Set exercise
Rewrite the data from its first line up to and including the line with "(109, 158), (126, 185)" as a numbered list, dropping any blank lines.

Extracted entries
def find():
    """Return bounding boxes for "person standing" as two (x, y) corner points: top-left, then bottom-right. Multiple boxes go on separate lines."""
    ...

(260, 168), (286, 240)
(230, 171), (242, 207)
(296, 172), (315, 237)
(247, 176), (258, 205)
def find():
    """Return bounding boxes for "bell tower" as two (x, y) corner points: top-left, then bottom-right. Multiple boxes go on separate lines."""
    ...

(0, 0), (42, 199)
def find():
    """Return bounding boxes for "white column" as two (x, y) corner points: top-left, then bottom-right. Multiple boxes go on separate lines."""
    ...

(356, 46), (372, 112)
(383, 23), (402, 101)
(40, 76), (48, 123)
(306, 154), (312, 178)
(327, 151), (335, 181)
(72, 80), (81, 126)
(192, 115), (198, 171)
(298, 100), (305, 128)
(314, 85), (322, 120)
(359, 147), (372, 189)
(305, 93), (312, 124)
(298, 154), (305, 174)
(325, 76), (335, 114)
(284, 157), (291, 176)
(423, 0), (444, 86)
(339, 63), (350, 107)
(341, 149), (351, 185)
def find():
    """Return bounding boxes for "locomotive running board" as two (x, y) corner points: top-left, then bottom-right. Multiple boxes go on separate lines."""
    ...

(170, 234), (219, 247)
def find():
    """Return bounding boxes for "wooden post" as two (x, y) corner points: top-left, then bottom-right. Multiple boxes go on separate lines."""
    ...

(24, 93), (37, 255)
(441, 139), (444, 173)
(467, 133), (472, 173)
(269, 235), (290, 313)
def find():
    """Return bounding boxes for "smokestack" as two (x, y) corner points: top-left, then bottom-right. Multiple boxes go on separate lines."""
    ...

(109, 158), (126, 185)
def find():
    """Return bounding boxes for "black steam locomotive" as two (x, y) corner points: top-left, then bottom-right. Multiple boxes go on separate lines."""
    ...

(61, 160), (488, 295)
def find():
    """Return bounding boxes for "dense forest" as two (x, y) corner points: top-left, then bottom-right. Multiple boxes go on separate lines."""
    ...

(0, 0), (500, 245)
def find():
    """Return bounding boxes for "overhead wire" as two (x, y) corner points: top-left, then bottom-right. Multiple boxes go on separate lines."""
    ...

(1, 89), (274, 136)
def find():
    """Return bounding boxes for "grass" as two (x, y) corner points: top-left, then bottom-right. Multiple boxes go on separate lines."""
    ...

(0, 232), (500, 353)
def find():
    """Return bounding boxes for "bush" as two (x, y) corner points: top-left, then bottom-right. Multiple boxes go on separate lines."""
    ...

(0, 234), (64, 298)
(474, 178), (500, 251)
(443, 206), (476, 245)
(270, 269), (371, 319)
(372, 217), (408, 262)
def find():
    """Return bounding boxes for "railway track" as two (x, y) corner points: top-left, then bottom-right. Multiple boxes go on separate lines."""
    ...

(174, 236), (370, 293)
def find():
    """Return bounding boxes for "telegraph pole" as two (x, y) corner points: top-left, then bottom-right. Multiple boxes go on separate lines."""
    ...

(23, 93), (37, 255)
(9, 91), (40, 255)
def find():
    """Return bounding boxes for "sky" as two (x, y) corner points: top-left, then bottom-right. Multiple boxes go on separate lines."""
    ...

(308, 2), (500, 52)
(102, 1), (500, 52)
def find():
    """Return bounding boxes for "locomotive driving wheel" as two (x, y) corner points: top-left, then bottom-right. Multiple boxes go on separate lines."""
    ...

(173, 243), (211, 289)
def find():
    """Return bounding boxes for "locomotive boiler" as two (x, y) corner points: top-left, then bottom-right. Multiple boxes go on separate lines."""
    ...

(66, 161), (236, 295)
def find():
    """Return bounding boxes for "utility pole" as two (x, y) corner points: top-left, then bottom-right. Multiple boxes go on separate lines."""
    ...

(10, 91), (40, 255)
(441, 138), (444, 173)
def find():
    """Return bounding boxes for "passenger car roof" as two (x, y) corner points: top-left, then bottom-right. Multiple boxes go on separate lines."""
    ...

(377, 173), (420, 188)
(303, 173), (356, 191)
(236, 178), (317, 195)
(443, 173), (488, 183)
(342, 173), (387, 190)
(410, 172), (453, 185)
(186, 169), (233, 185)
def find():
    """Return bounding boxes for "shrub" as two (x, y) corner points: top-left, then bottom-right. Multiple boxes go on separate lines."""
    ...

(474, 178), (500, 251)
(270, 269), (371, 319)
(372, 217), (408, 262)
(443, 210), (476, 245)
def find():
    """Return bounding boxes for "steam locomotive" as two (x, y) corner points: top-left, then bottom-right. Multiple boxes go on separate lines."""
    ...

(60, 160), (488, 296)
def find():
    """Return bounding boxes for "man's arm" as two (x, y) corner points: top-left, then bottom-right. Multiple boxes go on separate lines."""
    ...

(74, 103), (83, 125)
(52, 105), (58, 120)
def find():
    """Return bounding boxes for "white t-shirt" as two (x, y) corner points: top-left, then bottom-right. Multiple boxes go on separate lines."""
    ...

Written solution
1. def find():
2.     """Return bounding boxes for "person standing" as two (x, y) corner points: top-left, then bottom-right. Multiple boxes go on separate lines."""
3.     ...
4. (260, 168), (286, 240)
5. (230, 171), (242, 207)
6. (296, 172), (315, 237)
7. (247, 176), (258, 205)
8. def find():
9.     """Return bounding boxes for "bell tower" as two (x, y) corner points: top-left, then bottom-right. Multiple boxes go on separate lines."""
10.     ...
11. (0, 0), (42, 199)
12. def find():
13.     """Return bounding boxes for "white column" as two (x, y) corner points: top-left, then bottom-right. Multiple boxes go on separate lines."""
14.     ...
15. (356, 46), (372, 112)
16. (383, 23), (402, 101)
17. (40, 76), (48, 123)
18. (306, 154), (312, 178)
19. (327, 151), (335, 181)
20. (72, 80), (81, 126)
21. (192, 115), (198, 171)
22. (298, 100), (305, 128)
23. (314, 85), (322, 120)
24. (359, 147), (372, 189)
25. (305, 93), (312, 124)
26. (298, 154), (305, 174)
27. (325, 76), (335, 114)
28. (284, 157), (291, 176)
29. (423, 0), (444, 86)
30. (339, 63), (350, 107)
31. (341, 149), (351, 185)
32. def find():
33.     """Return bounding boxes for "locomotive running board" as two (x, y) corner points: top-left, then bottom-right. Multiple boxes go on separate lines."""
34.     ...
35. (170, 234), (219, 247)
36. def find():
37.     """Return bounding boxes for "wooden post" as two (x, y) corner points: top-left, then bottom-right. Multiple boxes go on separate lines."""
38.     ...
39. (24, 93), (37, 255)
40. (441, 139), (444, 173)
41. (467, 133), (472, 173)
42. (269, 235), (290, 313)
43. def find():
44.     """Return bounding boxes for "smokestack" as two (x, y) corner points: top-left, then bottom-right. Multiple boxes go on separate lines."""
45.     ...
46. (109, 158), (126, 185)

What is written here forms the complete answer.